AUSGEWÄHLTER TEXTAUSZUG
⟨
Längst nicht jeder in der SPD ist glücklich mit
Gesine Schwan, der eigenen Kandidatin für das Amt des 
Bundespräsidenten. Das dürfte seit gestern mehr denn je gelten. Doch 
die Köhler-Konkurrentin hat mit dem, was sie zu der Debatte um unsere
Verfassung gesagt hat, vollkommen Recht.
 Mit der Frage, ob das Grundgesetz auf Dauer für einen 
gesamtdeutschen Staat tauglich sei, hat SPD-Parteichef Franz 
Müntefering eine unsägliche Debatte entfacht. Dabei drohte gar die 
Wahrheit auf der Strecke zu bleiben. Schwan brachte es deshalb 
wohltuend auf den Punkt, als sie daran erinnerte, dass die erste frei
gewählte Volkskammer der DDR dem Grundgesetz zugestimmt hat.
Es mag sein, dass viele Ostdeutsche mit dem Wissen von heute damals 
anders entschieden hätten. Es mag sogar sein, dass es einen zaghaft 
diskutierten dritten Weg hätte geben können, der nicht zwangsläufig 
schlechter hätte sein müssen als die Annahme des Grundgesetzes.
Ja, es stimmt: Demokratische Entscheidungen können fehlerhaft sein.
⟩
VORLIEGENDE ANGABEN
⟨
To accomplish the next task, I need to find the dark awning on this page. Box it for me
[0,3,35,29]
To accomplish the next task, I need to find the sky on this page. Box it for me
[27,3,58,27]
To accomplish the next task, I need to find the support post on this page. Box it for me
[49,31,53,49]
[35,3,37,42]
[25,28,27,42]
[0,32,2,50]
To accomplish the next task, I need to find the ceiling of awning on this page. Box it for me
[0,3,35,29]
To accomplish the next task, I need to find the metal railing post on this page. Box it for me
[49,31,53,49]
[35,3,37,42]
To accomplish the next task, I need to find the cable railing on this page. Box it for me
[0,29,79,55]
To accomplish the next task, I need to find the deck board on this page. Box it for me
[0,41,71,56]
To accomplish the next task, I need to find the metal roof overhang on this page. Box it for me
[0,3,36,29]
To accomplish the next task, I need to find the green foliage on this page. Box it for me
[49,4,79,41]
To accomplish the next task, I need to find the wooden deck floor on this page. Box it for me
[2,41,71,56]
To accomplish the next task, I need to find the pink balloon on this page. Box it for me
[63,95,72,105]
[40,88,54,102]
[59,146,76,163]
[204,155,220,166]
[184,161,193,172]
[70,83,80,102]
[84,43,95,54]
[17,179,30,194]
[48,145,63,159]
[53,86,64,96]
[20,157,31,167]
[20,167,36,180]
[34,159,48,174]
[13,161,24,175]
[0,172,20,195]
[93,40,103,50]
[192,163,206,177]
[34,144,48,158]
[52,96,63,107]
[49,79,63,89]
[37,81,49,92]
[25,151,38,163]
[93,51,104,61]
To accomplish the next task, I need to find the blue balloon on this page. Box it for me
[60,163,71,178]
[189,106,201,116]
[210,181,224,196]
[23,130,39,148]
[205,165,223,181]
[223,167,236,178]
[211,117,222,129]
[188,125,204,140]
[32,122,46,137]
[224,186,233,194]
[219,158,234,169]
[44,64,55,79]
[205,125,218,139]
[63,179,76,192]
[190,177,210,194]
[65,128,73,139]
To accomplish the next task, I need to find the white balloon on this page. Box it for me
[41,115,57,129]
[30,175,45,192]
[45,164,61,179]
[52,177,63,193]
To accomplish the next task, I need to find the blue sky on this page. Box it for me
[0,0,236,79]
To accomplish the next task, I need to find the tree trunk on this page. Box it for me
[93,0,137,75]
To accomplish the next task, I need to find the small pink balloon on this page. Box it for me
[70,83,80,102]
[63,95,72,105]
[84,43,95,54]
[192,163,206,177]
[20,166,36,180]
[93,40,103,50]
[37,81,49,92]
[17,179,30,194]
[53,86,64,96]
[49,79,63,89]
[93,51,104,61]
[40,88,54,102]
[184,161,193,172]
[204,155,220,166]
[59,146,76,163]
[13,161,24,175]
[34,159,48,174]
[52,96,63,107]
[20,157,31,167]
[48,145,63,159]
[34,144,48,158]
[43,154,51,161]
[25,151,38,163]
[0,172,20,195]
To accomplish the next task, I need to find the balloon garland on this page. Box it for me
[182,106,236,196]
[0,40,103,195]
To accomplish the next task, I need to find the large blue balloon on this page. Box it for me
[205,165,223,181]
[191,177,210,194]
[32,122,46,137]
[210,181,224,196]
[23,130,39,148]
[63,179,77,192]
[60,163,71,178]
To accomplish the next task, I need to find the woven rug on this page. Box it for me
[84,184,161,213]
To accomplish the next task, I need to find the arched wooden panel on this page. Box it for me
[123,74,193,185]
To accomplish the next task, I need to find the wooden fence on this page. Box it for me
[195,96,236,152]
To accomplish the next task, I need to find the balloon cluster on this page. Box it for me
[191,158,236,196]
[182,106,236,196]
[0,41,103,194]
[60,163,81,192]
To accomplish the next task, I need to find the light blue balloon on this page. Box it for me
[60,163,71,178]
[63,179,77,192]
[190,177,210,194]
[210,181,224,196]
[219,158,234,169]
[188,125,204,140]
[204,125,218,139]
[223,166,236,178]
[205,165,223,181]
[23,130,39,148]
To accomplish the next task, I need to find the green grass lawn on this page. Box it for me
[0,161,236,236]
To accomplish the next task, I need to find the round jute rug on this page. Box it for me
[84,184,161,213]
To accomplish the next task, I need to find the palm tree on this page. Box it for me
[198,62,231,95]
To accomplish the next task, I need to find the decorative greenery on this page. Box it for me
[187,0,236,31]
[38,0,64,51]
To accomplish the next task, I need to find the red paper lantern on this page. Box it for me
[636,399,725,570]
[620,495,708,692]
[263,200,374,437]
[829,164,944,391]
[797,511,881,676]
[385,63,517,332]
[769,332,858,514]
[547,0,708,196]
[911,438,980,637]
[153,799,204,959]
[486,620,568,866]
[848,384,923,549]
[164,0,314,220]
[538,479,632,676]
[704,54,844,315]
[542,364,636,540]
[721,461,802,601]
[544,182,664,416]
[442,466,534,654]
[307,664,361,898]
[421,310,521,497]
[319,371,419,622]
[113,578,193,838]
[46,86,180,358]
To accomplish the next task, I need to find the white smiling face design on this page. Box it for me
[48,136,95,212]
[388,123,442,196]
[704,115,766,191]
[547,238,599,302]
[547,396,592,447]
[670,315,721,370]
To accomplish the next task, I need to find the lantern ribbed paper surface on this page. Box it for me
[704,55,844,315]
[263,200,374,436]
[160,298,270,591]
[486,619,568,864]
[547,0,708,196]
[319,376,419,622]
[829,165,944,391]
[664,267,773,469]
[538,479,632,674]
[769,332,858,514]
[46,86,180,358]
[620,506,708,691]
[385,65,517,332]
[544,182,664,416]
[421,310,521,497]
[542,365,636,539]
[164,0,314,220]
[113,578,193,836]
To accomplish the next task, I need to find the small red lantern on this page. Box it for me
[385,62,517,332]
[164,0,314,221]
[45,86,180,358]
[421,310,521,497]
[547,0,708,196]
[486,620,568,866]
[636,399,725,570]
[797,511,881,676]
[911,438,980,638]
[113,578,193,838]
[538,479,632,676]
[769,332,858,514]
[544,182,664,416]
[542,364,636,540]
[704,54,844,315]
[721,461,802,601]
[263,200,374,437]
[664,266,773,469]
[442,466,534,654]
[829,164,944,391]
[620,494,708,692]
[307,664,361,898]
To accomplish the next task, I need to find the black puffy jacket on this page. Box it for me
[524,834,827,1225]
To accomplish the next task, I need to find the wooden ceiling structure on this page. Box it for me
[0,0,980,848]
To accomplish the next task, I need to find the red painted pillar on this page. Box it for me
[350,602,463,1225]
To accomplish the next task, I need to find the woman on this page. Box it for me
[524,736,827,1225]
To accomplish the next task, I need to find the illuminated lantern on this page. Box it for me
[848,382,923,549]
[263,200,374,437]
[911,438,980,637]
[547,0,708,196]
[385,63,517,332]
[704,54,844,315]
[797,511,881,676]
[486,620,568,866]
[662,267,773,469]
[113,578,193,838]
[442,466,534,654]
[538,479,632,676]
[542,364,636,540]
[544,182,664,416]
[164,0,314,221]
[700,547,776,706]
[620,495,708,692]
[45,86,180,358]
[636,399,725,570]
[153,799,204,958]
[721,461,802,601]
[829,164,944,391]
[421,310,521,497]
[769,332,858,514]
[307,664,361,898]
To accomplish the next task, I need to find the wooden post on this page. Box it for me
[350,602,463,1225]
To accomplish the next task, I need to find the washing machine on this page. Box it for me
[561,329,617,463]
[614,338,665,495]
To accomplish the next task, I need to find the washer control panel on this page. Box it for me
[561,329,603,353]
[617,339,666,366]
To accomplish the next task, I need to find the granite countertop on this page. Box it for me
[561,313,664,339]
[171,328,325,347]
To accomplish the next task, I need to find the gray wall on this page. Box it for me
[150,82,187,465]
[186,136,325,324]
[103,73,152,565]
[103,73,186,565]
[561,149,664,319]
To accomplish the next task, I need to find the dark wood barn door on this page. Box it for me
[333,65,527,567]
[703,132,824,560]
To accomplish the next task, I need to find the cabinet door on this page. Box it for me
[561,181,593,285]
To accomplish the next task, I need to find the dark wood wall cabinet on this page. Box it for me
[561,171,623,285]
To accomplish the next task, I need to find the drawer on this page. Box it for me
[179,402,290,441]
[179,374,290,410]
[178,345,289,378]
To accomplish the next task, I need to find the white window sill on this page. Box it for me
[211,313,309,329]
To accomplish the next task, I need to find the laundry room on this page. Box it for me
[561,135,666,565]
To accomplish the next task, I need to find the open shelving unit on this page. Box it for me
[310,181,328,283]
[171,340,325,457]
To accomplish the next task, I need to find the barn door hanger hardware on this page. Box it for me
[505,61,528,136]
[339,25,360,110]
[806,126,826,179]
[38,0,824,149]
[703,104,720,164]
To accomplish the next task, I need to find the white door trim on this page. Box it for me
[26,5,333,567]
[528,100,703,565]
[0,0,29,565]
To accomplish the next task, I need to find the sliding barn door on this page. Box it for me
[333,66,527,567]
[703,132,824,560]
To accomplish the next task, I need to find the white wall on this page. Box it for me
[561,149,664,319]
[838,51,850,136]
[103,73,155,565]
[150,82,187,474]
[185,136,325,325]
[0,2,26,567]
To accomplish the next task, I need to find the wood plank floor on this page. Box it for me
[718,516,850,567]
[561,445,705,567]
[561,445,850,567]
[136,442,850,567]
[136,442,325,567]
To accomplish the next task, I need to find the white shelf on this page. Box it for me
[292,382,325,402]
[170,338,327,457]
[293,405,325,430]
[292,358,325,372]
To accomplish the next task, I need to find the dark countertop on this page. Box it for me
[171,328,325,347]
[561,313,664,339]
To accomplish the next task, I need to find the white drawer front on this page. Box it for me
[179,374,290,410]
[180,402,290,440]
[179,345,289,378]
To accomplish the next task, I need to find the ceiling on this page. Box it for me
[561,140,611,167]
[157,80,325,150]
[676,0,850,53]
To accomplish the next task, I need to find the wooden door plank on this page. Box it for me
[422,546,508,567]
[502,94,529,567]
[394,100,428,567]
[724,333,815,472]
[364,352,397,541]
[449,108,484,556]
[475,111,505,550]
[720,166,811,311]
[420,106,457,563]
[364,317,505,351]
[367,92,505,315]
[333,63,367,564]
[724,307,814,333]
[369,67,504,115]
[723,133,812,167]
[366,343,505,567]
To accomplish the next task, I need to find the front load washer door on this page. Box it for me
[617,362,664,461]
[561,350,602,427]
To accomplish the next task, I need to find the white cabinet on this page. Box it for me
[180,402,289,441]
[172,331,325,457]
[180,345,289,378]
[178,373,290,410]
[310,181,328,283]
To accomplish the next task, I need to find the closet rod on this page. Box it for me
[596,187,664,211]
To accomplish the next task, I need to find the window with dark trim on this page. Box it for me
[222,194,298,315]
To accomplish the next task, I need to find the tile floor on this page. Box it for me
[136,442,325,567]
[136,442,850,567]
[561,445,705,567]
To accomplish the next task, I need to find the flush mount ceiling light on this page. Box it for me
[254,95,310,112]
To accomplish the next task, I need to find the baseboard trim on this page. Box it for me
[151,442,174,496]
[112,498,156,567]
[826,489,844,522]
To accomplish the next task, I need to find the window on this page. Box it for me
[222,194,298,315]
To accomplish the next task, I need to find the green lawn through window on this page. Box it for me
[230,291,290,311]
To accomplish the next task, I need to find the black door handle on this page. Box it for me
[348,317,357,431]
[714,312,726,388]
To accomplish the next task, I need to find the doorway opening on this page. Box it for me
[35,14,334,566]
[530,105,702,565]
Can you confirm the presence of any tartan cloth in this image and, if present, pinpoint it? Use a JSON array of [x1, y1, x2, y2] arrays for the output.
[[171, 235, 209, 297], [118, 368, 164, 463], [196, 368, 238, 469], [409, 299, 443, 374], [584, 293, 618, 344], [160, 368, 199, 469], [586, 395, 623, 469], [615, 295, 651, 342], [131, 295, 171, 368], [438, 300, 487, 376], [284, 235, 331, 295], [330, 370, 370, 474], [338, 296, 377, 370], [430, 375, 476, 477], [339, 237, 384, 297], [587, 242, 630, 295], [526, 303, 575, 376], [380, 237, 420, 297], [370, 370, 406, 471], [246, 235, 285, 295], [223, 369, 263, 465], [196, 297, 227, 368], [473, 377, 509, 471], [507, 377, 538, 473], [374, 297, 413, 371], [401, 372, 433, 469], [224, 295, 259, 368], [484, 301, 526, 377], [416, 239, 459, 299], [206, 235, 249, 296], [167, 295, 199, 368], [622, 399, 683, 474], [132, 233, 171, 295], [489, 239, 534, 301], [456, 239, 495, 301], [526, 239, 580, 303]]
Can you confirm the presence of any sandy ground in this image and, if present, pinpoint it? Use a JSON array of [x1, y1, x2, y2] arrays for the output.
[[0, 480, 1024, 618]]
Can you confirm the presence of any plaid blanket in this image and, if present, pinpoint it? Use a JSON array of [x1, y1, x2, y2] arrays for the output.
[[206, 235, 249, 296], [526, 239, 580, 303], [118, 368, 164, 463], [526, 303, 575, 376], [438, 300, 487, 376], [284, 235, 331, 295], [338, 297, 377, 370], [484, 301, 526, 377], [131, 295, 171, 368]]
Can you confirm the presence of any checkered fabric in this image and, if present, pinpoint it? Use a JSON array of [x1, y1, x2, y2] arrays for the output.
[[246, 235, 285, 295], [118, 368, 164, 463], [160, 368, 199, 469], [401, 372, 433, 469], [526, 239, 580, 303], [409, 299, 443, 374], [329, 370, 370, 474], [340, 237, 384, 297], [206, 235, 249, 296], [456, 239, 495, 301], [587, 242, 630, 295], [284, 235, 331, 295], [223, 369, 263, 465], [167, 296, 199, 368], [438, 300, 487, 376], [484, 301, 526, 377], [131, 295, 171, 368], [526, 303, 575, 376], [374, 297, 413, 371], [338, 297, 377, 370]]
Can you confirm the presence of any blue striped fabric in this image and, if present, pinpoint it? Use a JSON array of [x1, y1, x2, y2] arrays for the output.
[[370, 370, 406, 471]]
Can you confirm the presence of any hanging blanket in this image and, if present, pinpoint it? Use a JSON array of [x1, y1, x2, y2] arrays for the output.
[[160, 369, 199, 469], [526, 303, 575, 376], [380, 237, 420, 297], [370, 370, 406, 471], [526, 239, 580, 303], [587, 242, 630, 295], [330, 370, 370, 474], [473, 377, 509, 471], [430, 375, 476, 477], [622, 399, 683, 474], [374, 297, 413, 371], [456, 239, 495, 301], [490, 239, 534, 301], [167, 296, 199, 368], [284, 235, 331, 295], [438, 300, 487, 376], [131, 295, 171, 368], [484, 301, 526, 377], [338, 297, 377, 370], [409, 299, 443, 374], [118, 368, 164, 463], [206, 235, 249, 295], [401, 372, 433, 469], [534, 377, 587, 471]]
⟩
ZIEL DER AUFGABE
Gib den Auszug über Gesine Schwan und die Debatte um das Grundgesetz vollständig und wortgetreu wieder.

SCHRIFTLICHE ANTWORT
Längst nicht jeder in der SPD ist glücklich mit
Gesine Schwan, der eigenen Kandidatin für das Amt des 
Bundespräsidenten. Das dürfte seit gestern mehr denn je gelten. Doch 
die Köhler-Konkurrentin hat mit dem, was sie zu der Debatte um unsere
Verfassung gesagt hat, vollkommen Recht.
 Mit der Frage, ob das Grundgesetz auf Dauer für einen 
gesamtdeutschen Staat tauglich sei, hat SPD-Parteichef Franz 
Müntefering eine unsägliche Debatte entfacht. Dabei drohte gar die 
Wahrheit auf der Strecke zu bleiben. Schwan brachte es deshalb 
wohltuend auf den Punkt, als sie daran erinnerte, dass die erste frei
gewählte Volkskammer der DDR dem Grundgesetz zugestimmt hat.
Es mag sein, dass viele Ostdeutsche mit dem Wissen von heute damals 
anders entschieden hätten. Es mag sogar sein, dass es einen zaghaft 
diskutierten dritten Weg hätte geben können, der nicht zwangsläufig 
schlechter hätte sein müssen als die Annahme des Grundgesetzes.
Ja, es stimmt: Demokratische Entscheidungen können fehlerhaft sein.